*WHAT YOU ARE ASKED TO DO*.
The records below must be duplicated exactly, character for character.

■ ■ ■ ■ ■

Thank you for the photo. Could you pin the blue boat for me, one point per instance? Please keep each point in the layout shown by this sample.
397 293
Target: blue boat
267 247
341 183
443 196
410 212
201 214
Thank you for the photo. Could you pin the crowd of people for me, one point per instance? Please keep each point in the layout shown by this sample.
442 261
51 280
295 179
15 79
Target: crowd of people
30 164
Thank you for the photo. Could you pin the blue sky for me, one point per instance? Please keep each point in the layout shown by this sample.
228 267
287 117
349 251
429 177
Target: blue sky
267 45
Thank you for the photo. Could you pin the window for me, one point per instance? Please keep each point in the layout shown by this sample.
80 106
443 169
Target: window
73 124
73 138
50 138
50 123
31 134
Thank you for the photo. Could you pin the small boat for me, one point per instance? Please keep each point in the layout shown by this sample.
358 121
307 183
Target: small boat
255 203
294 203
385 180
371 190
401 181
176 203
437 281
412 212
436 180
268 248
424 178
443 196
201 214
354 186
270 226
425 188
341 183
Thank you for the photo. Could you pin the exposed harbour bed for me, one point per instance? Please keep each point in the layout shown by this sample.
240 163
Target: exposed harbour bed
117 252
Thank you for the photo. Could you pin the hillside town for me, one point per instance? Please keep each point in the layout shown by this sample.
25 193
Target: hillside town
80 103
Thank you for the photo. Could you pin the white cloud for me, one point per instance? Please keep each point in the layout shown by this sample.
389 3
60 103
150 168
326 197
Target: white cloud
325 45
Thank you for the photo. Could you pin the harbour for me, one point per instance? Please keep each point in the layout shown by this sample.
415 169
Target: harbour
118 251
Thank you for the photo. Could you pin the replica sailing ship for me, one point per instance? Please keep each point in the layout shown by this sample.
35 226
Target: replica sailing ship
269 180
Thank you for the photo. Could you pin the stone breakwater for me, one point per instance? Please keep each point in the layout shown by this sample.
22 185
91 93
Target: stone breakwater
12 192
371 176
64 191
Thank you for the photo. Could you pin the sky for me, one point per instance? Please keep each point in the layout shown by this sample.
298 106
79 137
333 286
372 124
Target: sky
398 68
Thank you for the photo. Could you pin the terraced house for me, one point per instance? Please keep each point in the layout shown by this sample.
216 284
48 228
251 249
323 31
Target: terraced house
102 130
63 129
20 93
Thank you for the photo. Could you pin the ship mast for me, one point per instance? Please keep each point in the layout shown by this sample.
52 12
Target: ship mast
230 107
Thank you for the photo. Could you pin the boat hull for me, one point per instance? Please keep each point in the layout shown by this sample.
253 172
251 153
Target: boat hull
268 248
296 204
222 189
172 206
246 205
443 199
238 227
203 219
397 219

■ ■ ■ ■ ■

*ANSWER FOR THE TASK*.
Thank you for the photo. Could you pin the blue boat for me, one point per instance? Please keep each point in the layout shown by this sample.
397 293
Target: blue boat
267 247
341 183
443 196
410 212
201 214
Thank you for the photo. Could you pin the crowd of people for me, one point per instance? Please keep each point in the layout shown by this sample.
442 261
51 280
295 179
15 79
Target: crowd of people
30 164
Thank you for the photo. Could you pin the blue sky for me, one point per instance? Please keep each point in the layout shown by this sample.
228 267
287 117
349 251
429 177
Target: blue sky
267 45
Thank you for the photo. Could you pin the window for me, one point per instance? Please keep each point in the layout shown by this sample.
80 106
443 169
Target: window
73 124
73 138
50 138
50 123
31 134
Thank you for the photo. Could you pin the small boat for me, one point per instance? Please keep each point in the layout shown by this sample.
358 121
307 183
Target: small boat
255 203
294 203
385 180
371 190
401 181
176 203
437 281
412 212
436 180
268 248
424 178
443 196
201 214
354 186
270 226
425 188
341 183
Thank you for the photo. Could you pin the exposed harbour bed for me, one point per instance? Please keep each point in the layout shown by this sample.
240 163
Target: exposed harbour bed
117 252
Thank you for the photo. Could you pin the hillside town for me, one point per instance? Please keep each point in the layout shown by this sample.
25 193
Target: hillside town
80 103
Thank you for the photo. Could you pin the white cloud for me, one point per instance? Please keep each point in the layout shown by this sample.
389 3
60 103
150 168
326 197
Target: white cloud
325 45
Thank you for the photo. Could you pin the harbour for me, one point per instance? Please keep each point in the layout shown by this sample.
415 169
Target: harbour
118 251
Thank you for the photo. Could you pin the replica sailing ship for me, one point per instance? Please keep each point in the layout shown by this sample.
35 226
Target: replica sailing ship
269 180
Thank you for the photo. Could you pin the stone breakwater for me, one point per instance? Please keep each point in the layout shown by this sample.
22 185
91 93
Target: stone breakwater
12 192
371 176
64 191
Thank you for the photo. Could you pin the sky for me, one point per instance? Please keep each point in the layout shown by this sample.
298 106
79 137
333 286
372 124
Target: sky
398 68
Thank you for the photo. Could you pin the terraced house for me, one point per instance? Please keep each point in the layout shown by this sample.
216 284
48 228
251 249
323 31
Target: terraced house
102 130
63 129
20 93
Thank you for the photo. Could you pin the ship mast for me, one point per instance? Please keep each point in the layout shown by this sample.
52 12
Target: ship mast
230 107
Thank you for the photo. Could you pin the boat hull for me, one point per instance? Please keep each point in the layout shown by this sample.
253 172
251 153
Target: boat hull
268 248
296 204
222 189
172 206
246 205
443 199
238 227
203 219
397 219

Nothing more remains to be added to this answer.